Task prompt:
The answer must consist of every record below, transcribed exactly.

Dataset:
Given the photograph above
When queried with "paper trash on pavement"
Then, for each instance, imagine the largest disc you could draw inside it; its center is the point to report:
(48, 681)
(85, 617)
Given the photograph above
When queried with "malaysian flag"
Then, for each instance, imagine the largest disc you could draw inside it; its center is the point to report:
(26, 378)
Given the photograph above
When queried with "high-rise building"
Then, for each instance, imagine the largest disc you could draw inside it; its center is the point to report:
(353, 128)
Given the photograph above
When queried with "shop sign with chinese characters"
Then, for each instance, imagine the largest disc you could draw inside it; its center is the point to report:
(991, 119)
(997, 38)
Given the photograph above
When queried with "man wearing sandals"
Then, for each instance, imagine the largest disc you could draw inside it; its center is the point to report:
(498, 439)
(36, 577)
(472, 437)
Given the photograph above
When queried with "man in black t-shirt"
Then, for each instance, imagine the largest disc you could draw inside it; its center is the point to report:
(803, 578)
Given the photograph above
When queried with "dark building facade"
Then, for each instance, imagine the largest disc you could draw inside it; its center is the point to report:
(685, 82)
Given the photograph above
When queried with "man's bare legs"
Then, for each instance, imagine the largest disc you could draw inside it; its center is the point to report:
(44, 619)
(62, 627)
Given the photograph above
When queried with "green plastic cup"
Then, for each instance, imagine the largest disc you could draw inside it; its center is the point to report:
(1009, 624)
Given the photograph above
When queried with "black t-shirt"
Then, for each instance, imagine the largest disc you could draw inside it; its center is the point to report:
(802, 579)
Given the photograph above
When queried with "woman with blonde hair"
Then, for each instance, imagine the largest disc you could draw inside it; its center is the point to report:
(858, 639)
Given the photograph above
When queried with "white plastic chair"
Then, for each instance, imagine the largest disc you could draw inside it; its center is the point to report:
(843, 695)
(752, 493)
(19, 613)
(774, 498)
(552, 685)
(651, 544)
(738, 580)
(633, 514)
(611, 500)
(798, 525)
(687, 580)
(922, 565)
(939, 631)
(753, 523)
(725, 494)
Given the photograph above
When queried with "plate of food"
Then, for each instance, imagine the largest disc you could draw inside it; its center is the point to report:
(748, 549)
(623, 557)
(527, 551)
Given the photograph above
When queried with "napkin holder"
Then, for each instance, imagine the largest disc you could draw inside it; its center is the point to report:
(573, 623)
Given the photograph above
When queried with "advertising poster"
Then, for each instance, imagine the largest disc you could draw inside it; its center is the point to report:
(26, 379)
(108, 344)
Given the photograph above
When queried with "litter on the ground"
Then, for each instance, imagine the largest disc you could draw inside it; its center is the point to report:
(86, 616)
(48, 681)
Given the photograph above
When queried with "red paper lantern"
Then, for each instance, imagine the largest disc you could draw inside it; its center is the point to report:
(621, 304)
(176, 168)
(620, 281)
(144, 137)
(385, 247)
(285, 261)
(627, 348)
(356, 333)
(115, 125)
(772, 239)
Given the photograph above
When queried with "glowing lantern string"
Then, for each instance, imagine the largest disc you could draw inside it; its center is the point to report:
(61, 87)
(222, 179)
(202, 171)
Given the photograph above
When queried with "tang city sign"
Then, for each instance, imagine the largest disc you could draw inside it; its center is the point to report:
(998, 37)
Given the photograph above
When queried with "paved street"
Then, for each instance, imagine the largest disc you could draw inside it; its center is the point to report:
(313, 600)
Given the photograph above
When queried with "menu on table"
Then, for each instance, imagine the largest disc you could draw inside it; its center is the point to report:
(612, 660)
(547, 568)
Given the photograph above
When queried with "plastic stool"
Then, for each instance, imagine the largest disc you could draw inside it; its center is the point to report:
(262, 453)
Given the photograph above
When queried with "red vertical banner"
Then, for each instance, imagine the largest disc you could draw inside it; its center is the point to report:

Output:
Given the photograph above
When queried with "paper trash on pavement"
Then, for each instance, imagine the largest disc you could draw inside it; its center is the point to report:
(48, 681)
(85, 617)
Given the photograph above
When queried with "malaysian flag"
Then, for each instance, imagine the largest disc you could draw inside it; its center is the point to report:
(26, 378)
Given the photograph above
When queried with "high-rise building"
Then, for each instance, imagine the largest disc you could draw inside it; its center is the point to report:
(353, 128)
Given the photograph above
When queried with "shop sign with chinese characters"
Then, for each instance, imagine the largest disc you could draw inside it; its center is the point to report:
(991, 119)
(997, 38)
Given the photograph above
When queried with "man wearing sandals"
Then, for each instance, imagine the largest disc you could draw inside it; its center is the point to report:
(498, 439)
(36, 577)
(472, 437)
Given the photograph above
When queried with "man in black t-shirt"
Then, for each instance, imagine the largest disc you could draw inside it; its center is the point to report:
(803, 578)
Given the photograph above
When queried with "dark building facade"
Then, for each instance, imagine the largest disc you could draw inside it; its center is the point to report:
(685, 82)
Given the photograph above
When queried with "man's bare legs"
Then, for each instance, imagine the largest disc you could draw inside it; its center is the point to report:
(44, 619)
(62, 627)
Given the photograph above
When queried with "green plastic cup"
Then, for each instance, imagine the largest disc you could draw inside it; its center is the point to report:
(1009, 624)
Given the photograph above
When queried with "black t-shirt"
Then, for each instance, imagine the largest disc you could draw inside it; its center is the point to report:
(802, 579)
Given the photograph above
When queried with "woman with blonde hair"
Then, for each instance, imagine the largest disc you could draw inside it; its center is the point to report:
(858, 639)
Given the photograph above
When queried with "white plastic chair"
Then, for each instance, imagine the largest disc you could draw inside it; its center is the point to report:
(843, 695)
(752, 493)
(19, 613)
(774, 498)
(552, 685)
(651, 544)
(738, 580)
(633, 514)
(611, 500)
(798, 525)
(687, 580)
(922, 565)
(939, 631)
(753, 523)
(725, 494)
Given the photograph above
When queried with "plate of food"
Then, for each instance, imagine the largest disc you could draw inside it; its center is the point to report:
(748, 549)
(623, 557)
(527, 551)
Given the photograph above
When queried with "napkin holder"
Then, for each instance, imagine the largest disc you could draw inside it; its center is the point to report:
(573, 623)
Given the photograph above
When queried with "advertising poster"
Then, for each instance, imagine the largest disc you could draw inside it; its center is the point to report:
(26, 379)
(108, 344)
Given the photograph above
When queried with "litter on the ground"
Then, for each instance, imagine the largest disc you could draw inside it; its center is the point to report:
(86, 616)
(48, 681)
Given the photograph above
When queried with "red paper lantern"
Then, for each instance, imagine the largest disc you could draw inside it; its center is the point to report:
(621, 304)
(176, 168)
(620, 281)
(144, 137)
(385, 247)
(285, 261)
(627, 348)
(356, 333)
(115, 125)
(772, 239)
Given the photograph above
When queried with "glowing lantern string"
Then, for each instance, imagine the largest disc you could draw inside it; its center is the point to report:
(61, 87)
(222, 179)
(202, 171)
Given the photograph above
When queried with "tang city sign"
Then, for each instance, imagine the largest disc you could draw inside it; its center is the point to report:
(998, 37)
Given the photograph above
When queried with "paved street"
Then, for each instance, imagine the largest disc you could draw inside it; its center is the point to report:
(313, 600)
Given the photograph above
When queried with "menu on table"
Then, for each instance, imagine the largest disc you could draw inside it; its center is the point to report:
(612, 660)
(547, 568)
Given the photograph above
When queried with "plastic stool"
Then, for each instance, imagine the largest disc you could draw inside it; its center is the point to report:
(262, 453)
Given the photograph above
When queried with "red vertical banner"
Then, for each instance, imagine the largest disc you could draw inside it; its center is the point to report:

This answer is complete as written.